#### MATERIAL FOR THIS TASK ####

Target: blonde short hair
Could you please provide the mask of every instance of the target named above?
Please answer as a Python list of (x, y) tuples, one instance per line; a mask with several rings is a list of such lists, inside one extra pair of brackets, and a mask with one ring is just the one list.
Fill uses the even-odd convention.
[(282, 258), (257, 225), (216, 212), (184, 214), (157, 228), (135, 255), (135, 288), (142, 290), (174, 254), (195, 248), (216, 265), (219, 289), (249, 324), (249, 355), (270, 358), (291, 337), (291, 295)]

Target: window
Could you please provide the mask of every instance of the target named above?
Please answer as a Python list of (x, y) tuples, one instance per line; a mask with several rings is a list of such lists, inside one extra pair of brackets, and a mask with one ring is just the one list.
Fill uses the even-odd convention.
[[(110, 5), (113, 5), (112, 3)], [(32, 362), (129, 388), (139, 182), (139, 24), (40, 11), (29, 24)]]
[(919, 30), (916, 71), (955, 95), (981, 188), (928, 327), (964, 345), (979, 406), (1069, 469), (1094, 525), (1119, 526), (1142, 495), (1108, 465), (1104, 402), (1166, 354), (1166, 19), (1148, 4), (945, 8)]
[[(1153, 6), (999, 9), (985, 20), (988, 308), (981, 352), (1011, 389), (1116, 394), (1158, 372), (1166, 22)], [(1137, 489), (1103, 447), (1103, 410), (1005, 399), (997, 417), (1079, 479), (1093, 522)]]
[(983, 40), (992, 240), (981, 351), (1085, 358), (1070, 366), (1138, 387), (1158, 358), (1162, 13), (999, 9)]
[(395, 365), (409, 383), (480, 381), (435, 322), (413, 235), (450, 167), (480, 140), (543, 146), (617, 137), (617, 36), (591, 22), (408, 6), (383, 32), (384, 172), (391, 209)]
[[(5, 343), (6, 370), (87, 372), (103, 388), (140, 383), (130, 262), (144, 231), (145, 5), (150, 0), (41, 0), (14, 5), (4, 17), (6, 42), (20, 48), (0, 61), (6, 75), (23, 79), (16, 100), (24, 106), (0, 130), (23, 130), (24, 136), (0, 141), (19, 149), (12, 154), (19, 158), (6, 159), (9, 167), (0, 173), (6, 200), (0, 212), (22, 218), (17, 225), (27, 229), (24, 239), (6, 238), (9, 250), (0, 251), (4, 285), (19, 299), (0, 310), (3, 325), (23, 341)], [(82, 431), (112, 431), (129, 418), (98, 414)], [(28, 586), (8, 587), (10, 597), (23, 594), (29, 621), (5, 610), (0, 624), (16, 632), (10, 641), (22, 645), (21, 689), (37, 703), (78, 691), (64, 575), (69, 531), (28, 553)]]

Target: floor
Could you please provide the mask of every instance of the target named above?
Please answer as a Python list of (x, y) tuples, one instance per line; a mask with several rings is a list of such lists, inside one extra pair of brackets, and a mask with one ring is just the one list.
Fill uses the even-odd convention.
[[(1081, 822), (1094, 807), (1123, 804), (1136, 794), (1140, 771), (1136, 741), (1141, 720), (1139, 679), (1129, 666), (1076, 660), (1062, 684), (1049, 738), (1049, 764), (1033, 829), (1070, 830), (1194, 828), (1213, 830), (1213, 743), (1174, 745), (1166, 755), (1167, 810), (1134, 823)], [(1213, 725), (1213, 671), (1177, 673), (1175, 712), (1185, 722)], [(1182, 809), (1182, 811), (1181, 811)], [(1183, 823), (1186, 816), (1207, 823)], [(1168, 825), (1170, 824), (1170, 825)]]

####

◆ **TASK REQUIREMENTS**
Every entry above must be copied exactly.

◆ **WRITTEN ANSWER**
Target: blonde short hair
Could you please provide the mask of every instance of the target named above?
Please answer as a Python list of (x, y) tuples, one instance per line; a mask with several rings is a list of such lists, inside one extra pair of brackets, and a mask with one ring is just the one list.
Fill uses the even-odd convention.
[(282, 258), (257, 225), (216, 212), (184, 214), (157, 228), (135, 255), (135, 288), (142, 290), (174, 254), (195, 248), (216, 265), (219, 289), (249, 324), (249, 355), (270, 358), (291, 337), (291, 295)]

Target: window
Could you please provide the mask of every instance of the target named above?
Please answer as a Python list of (x, y) tuples, one instance per line; a mask with several rings is a list of such lists, inside one extra pair of brackets, and a mask with one ring is just the one list.
Fill uses the even-odd convention.
[[(110, 5), (113, 5), (112, 3)], [(32, 362), (129, 388), (139, 182), (139, 24), (40, 11), (29, 24)]]
[(919, 30), (916, 71), (955, 95), (981, 188), (928, 327), (964, 345), (979, 406), (1069, 469), (1094, 525), (1119, 526), (1142, 495), (1108, 465), (1104, 402), (1166, 354), (1166, 19), (1148, 4), (945, 8)]
[[(1153, 6), (999, 9), (985, 20), (988, 308), (981, 352), (1011, 389), (1116, 394), (1158, 372), (1166, 22)], [(1137, 489), (1103, 447), (1103, 410), (1005, 399), (997, 417), (1079, 479), (1093, 522)]]
[(983, 40), (992, 240), (981, 351), (1085, 358), (1070, 366), (1138, 387), (1158, 358), (1162, 13), (999, 9)]
[(395, 365), (409, 383), (480, 381), (435, 322), (413, 235), (450, 167), (480, 140), (543, 146), (617, 137), (617, 36), (591, 22), (408, 6), (383, 32), (384, 172), (391, 209)]
[[(5, 343), (6, 370), (87, 372), (103, 388), (140, 383), (130, 262), (144, 231), (145, 5), (150, 0), (41, 0), (14, 5), (4, 17), (6, 42), (20, 48), (0, 61), (6, 75), (23, 79), (16, 100), (24, 106), (0, 130), (23, 130), (24, 136), (0, 141), (19, 149), (12, 154), (19, 158), (6, 159), (9, 167), (0, 173), (6, 200), (0, 212), (22, 218), (17, 225), (27, 229), (24, 239), (6, 238), (9, 250), (0, 251), (4, 285), (19, 299), (0, 310), (3, 325), (23, 341)], [(82, 431), (112, 431), (129, 418), (98, 414)], [(28, 586), (8, 587), (10, 597), (23, 594), (29, 621), (5, 610), (0, 624), (16, 632), (10, 641), (22, 645), (21, 689), (37, 703), (78, 691), (64, 575), (69, 531), (28, 553)]]

Target: floor
Could you please provide the mask of every instance of the target named above?
Please answer as a Python list of (x, y) tuples, one instance per line; a mask with several rings is a list of such lists, inside one extra pair of brackets, and a mask with one ring is just the one list.
Fill uses the even-odd convention.
[[(1081, 822), (1094, 807), (1123, 804), (1136, 794), (1140, 771), (1136, 741), (1141, 720), (1139, 679), (1129, 666), (1076, 660), (1062, 684), (1049, 738), (1049, 764), (1033, 829), (1070, 830), (1194, 828), (1213, 830), (1213, 743), (1174, 745), (1166, 755), (1167, 810), (1134, 823)], [(1213, 725), (1213, 671), (1177, 673), (1175, 712), (1185, 722)], [(1182, 809), (1182, 811), (1181, 811)], [(1183, 823), (1186, 816), (1207, 823)], [(1168, 825), (1170, 824), (1170, 825)]]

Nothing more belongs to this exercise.